- _STATED TASK A_: From the forum thread about smoking engines, write out the part that opens with the words containing "What do you" and closes with "not reach him?".
- _STATED TASK B_: In the forum thread about smoking engines, how many kills did the Dutch claim in the only big dogfight over the Netherlands?

- _TEXT PASSAGE_:
++++++++++

PDA

View Full Version : Enemy fly forever with smoking engine? An Idea!!



Abbuzze
05-11-2005, 09:59 AM
I think we all know this situation, you hit the enemy and his engine is smoking, but no one is bailing in this situation.
The pilot stay in his plane till the engine will stop or you real shot him, or the "worst" case he land like nothing has happend.

I allways dislike this, cause this is not realsistic in my eyes. While I wrote an answer to another thread I had an Idea.
Real pilots don´t have only problems with a smoking engine cause of the reduced view, but also cause the smoke find the way into the cockpit, taking away your breath, and will knock you out after some time!

Open your canopy is not realy a solution of this problem, noone like 80?C hot oil in this face...

So forcing a Pilot to bail- we need a slowly "blackout", simulating the fading senses, cause of the poisening smoke in the cockpit- maybe a simple timer in the code would be enough to create this effect...

What do you think??

SeaFireLIV
05-11-2005, 10:09 AM
Hmmm... Not a bad idea.

I think what needs to be done first is find out what actually happens to a pilot when his engine`s smoking badly. We know it`ll be hard to see, but what are the other effects? Would he black out quickly/slowly - not at all? With cockpit open or not open, perhaps the oil would not reach him?

Once we have collected actual accounts of what has happened in real life WWII circumstances then perhaps Oleg can incorporate the most common ailments.

(P.s. get better quick, Oleg!)

CUJO_1970
05-11-2005, 11:57 AM
I think both of these posts are excellent.

Dimensionaut_
05-11-2005, 12:33 PM
Maybe it happens too often in IL-2 and also that the engine holds it too long, but I do have reports that it also happened in reallife.

In the only big dogfight over the Netherlands the Dutch claimed 3 kills. One forcelanded on their airfield, the other two were thought to have crashed into the sea.
Though the Germans only reported one missing.

A strange mystery and I know no books that clear it up. Some say the pilots even lied.

++++++++++

- _Segmentation labeling entries_:
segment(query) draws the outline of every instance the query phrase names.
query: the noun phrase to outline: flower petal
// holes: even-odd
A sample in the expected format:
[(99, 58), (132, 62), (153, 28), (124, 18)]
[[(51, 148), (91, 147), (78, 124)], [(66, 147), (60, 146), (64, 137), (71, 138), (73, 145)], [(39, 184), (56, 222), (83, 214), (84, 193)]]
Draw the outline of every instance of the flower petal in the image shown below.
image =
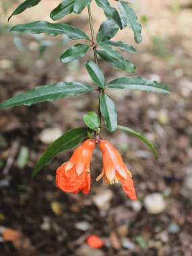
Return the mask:
[(74, 166), (74, 163), (71, 160), (71, 159), (67, 162), (67, 164), (65, 167), (65, 172), (67, 172), (68, 170), (71, 170)]
[(128, 173), (129, 176), (132, 178), (132, 173), (130, 172), (130, 170), (128, 169), (128, 168), (126, 166), (125, 164), (124, 164), (125, 168), (127, 170), (127, 172)]
[(101, 174), (99, 174), (98, 177), (96, 178), (96, 181), (98, 181), (99, 180), (100, 180), (103, 177), (103, 175), (104, 175), (104, 170), (102, 169)]
[(85, 166), (82, 163), (78, 162), (75, 165), (75, 171), (78, 176), (81, 176), (82, 173), (85, 171)]
[(114, 167), (109, 167), (105, 169), (105, 175), (110, 182), (111, 183), (115, 179), (115, 168)]

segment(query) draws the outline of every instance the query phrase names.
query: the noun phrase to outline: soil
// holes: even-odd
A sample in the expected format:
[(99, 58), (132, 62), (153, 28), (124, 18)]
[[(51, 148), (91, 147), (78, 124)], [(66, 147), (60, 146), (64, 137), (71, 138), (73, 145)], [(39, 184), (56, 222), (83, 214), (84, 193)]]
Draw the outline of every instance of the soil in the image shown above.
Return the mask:
[[(153, 142), (158, 160), (137, 138), (121, 131), (113, 134), (102, 131), (102, 138), (121, 152), (133, 173), (139, 208), (124, 194), (121, 184), (95, 181), (102, 169), (98, 148), (92, 157), (89, 195), (64, 193), (55, 187), (55, 170), (69, 159), (72, 150), (57, 156), (31, 179), (33, 167), (48, 147), (42, 141), (42, 131), (51, 127), (65, 132), (84, 126), (83, 115), (97, 110), (97, 92), (1, 109), (0, 226), (18, 230), (23, 236), (14, 243), (0, 243), (1, 256), (192, 255), (191, 9), (187, 1), (181, 1), (178, 9), (171, 1), (158, 5), (154, 1), (143, 2), (140, 5), (135, 1), (135, 7), (140, 17), (148, 16), (143, 24), (143, 43), (135, 45), (129, 40), (133, 35), (128, 29), (129, 36), (120, 32), (116, 39), (136, 46), (138, 55), (125, 55), (136, 65), (136, 75), (161, 81), (168, 85), (171, 94), (108, 93), (115, 100), (119, 124), (141, 132)], [(53, 3), (46, 8), (51, 9)], [(98, 9), (94, 8), (98, 28), (104, 16), (97, 16)], [(44, 13), (44, 20), (47, 17)], [(20, 19), (34, 20), (32, 14), (20, 17), (13, 18), (11, 24)], [(80, 16), (81, 23), (77, 16), (66, 20), (89, 33), (86, 11)], [(58, 58), (73, 42), (59, 36), (11, 34), (5, 23), (1, 25), (1, 102), (58, 81), (92, 84), (84, 65), (88, 58), (93, 58), (91, 51), (79, 61), (62, 65)], [(40, 56), (40, 43), (48, 40), (51, 46)], [(99, 65), (108, 81), (131, 75), (101, 60)], [(162, 195), (166, 203), (156, 215), (149, 214), (144, 205), (146, 197), (153, 193)], [(98, 206), (96, 202), (101, 195), (106, 195), (106, 201)], [(87, 245), (86, 239), (92, 234), (104, 241), (104, 247), (94, 249)]]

++++++++++

- _TASK ANSWER A_:
What do you think??

SeaFireLIV
05-11-2005, 10:09 AM
Hmmm... Not a bad idea.

I think what needs to be done first is find out what actually happens to a pilot when his engine`s smoking badly. We know it`ll be hard to see, but what are the other effects? Would he black out quickly/slowly - not at all? With cockpit open or not open, perhaps the oil would not reach him?

- _TASK ANSWER B_: Three kills.